Text segment:
# # #

Monitoring the RF Space

Going to Monitoring > Wireless > AP Statistics, you can have a 360-degree view of the AP RF status. The main metric is Channel Utilization, as seen in Figure 7-25, which corresponds to the logical airtime consumed by signals above the clear channel assessment line. This includes the AP utilization as well as other APs on the same channel and non–Wi-Fi interferers.

The transmit and receive utilization indicate how much of the airtime is used by the AP receiving or sending traffic. Therefore, subtracting the Rx/Tx utilization from the channel utilization allows you to see how much of the airtime is consumed by other devices and interferers.

Advanced RF Features

Next, we cover a number of RF-related features that allow you to tweak certain client or RF-related behaviors:

  • Band select
  • Client load balancing
  • Off-channel scan defer
  • Airtime fairness
  • Wi-Fi-6–specific features

Optimized roaming could have a place here but is discussed in greater detail in Chapter 6, “Mobility/Client Roaming.”

Band Select

The 5 GHz band is generally much better than the 2.4 GHz band because it provides more channels and less interference (at least in most cases). If your WLAN network is dual-band (that is, available in both bands), you could face several issues such as the clients sometimes going to the 2.4 GHz band (because it typically has a stronger RSSI) and facing worse performance. You could also have the clients going back and forth between the 2.4 GHz and the 5 GHz bands, which can cause longer roaming times because roaming between different frequency bands can require some time for a client adapter to achieve. The Band Select feature pushes the AP to ignore all the client 2.4 GHz probing requests if it has seen that the client is 5 GHz capable. This means that upon the first probe request on 2.4 GHz received by a client, the WLC does not answer for a little while, waiting to see if the client is also 5 GHz capable. If the client shows dual-band capability, the WLC answers only the 5 GHz probe requests. If the client is seen probing only in 2.4 GHz, the WLC replies to the 2.4 GHz probe requests. When a client is classified as dual-band, there is no negative impact at all caused by Band Select (apart from the client believing there is no 2.4 GHz network at all), but this dual-band classification does delay the first probes from the client. This impact may become greater because lately many Wi-Fi devices (especially smartphones) use randomized MAC addresses to probe, meaning the WLC cannot relate one probe request with another from the same client if the client changed the MAC address in-between. This may lead the WLC to introduce delay to all probe responses toward such a client, which is why this feature is particularly not recommended for SSIDs carrying voice applications.

Band Select can be enabled or disabled on a per-WLAN basis in the WLAN settings.

Global Band Select settings can be configured in Configuration > Wireless > Advanced web page, as shown in Figure 7-26, but should be left at the default most of the time. Those settings give you an idea of the delays in question though. Clients that hear better than –80 dBm are considered for Band Select. When they are declared to be dual-band, for 60 seconds the 2.4 GHz probes are suppressed. The WLC, upon seeing a new 2.4 GHz probe request, waits to see if the client also probes on 5 GHz. If it sees two 2.4 GHz probes without corresponding 5 GHz probes in the 200 ms that follow, it declares the client single band and keeps answering the 2.4 GHz probe requests.

# # #

Records:
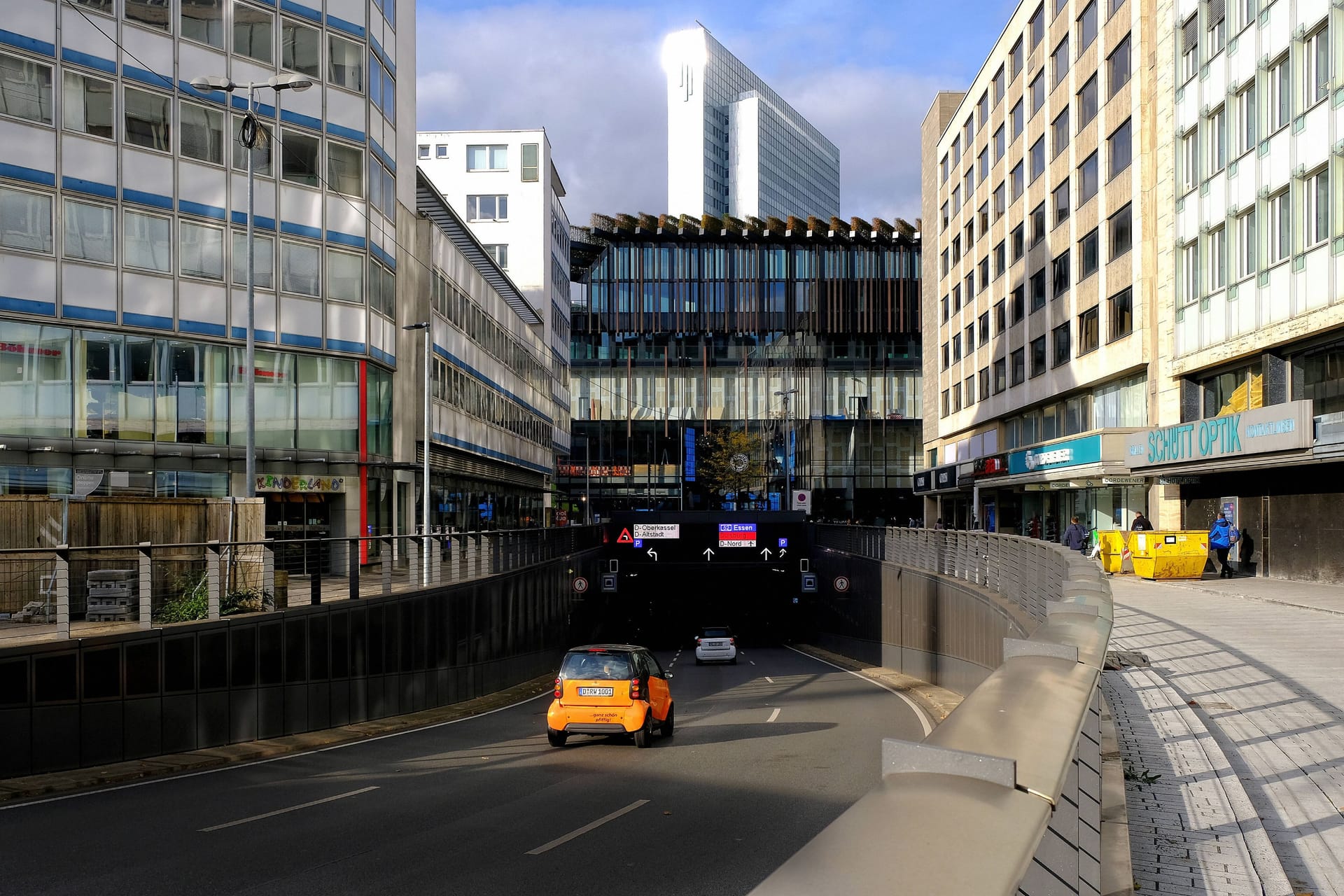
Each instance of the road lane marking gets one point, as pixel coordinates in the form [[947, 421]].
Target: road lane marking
[[920, 713], [561, 841], [281, 812], [262, 762]]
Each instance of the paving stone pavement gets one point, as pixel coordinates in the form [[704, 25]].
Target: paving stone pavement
[[1264, 679]]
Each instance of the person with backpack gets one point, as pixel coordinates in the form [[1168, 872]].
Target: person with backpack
[[1222, 538]]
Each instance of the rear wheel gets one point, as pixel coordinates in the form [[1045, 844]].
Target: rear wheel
[[666, 729], [644, 736]]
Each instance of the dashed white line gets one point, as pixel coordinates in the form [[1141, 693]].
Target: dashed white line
[[561, 841], [281, 812]]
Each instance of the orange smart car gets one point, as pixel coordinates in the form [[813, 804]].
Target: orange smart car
[[610, 690]]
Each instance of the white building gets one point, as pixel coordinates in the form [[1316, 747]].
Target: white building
[[505, 187], [734, 146]]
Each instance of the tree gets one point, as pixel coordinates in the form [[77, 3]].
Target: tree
[[721, 465]]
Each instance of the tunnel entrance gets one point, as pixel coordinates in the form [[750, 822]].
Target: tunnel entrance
[[675, 573]]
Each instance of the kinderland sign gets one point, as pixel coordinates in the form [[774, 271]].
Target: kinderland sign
[[1281, 428]]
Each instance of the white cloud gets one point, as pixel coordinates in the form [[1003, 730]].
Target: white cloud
[[590, 76]]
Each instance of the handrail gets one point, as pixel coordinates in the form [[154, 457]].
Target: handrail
[[964, 812]]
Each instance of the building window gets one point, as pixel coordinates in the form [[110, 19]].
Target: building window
[[1059, 279], [1121, 232], [1246, 245], [1316, 67], [1280, 226], [150, 13], [147, 242], [346, 64], [499, 251], [253, 33], [1060, 340], [1088, 102], [1038, 290], [300, 49], [264, 260], [89, 232], [86, 105], [202, 133], [1086, 181], [1280, 93], [1121, 314], [1060, 197], [1088, 336], [201, 250], [300, 267], [344, 276], [531, 163], [1117, 66], [203, 20], [346, 169], [1038, 356], [260, 152], [487, 158], [1059, 128], [1059, 62], [148, 120], [1089, 255], [1038, 225]]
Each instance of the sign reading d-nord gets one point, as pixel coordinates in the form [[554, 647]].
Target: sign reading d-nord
[[1280, 428]]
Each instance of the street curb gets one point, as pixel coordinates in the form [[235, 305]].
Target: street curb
[[937, 703], [13, 790]]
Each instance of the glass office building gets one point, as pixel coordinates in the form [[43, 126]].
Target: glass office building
[[734, 146], [686, 330]]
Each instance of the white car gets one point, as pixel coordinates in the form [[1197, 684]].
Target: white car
[[715, 644]]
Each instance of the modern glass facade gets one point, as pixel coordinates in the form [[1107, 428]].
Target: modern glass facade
[[686, 331]]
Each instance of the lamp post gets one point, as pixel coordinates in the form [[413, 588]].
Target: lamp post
[[788, 440], [429, 339], [249, 140]]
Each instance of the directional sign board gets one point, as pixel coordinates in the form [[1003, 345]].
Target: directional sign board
[[737, 535], [657, 531]]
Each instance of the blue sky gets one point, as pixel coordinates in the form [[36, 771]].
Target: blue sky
[[863, 71]]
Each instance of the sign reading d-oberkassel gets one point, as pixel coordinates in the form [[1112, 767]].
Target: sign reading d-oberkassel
[[1280, 428]]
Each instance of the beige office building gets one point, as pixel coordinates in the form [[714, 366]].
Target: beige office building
[[1037, 279]]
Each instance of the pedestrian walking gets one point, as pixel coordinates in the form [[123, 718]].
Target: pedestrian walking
[[1222, 538], [1075, 536]]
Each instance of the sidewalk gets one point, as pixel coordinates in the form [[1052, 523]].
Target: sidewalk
[[1243, 708]]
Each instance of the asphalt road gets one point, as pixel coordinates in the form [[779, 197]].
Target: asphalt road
[[765, 754]]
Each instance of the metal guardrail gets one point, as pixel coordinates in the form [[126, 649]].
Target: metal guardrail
[[967, 809], [81, 592]]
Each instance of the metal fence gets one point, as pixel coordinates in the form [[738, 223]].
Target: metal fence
[[81, 592], [1004, 796]]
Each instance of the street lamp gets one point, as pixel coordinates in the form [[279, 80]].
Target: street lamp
[[788, 440], [249, 139], [429, 340]]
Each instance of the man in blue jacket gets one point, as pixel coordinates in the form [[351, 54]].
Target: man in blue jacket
[[1222, 538]]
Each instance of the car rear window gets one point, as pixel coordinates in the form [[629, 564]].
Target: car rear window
[[597, 665]]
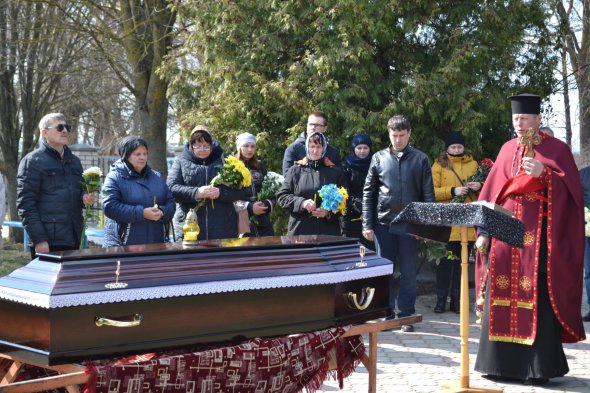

# # #

Stated goal 1:
Please give the RF monitoring text again from "The transmit and" up to and including "devices and interferers.", renaming "airtime" as "channel time".
Stated goal 2:
Answer these questions from the RF monitoring text:
(a) Which chapter covers optimized roaming in greater detail?
(b) At what level can Band Select be enabled or disabled?
(c) How strong must a client's signal be for the client to be considered for Band Select?

Task result 1:
The transmit and receive utilization indicate how much of the channel time is used by the AP receiving or sending traffic. Therefore, subtracting the Rx/Tx utilization from the channel utilization allows you to see how much of the channel time is consumed by other devices and interferers.

Task result 2:
(a) Chapter 6, "Mobility/Client Roaming."
(b) On a per-WLAN basis, in the WLAN settings.
(c) Better than –80 dBm.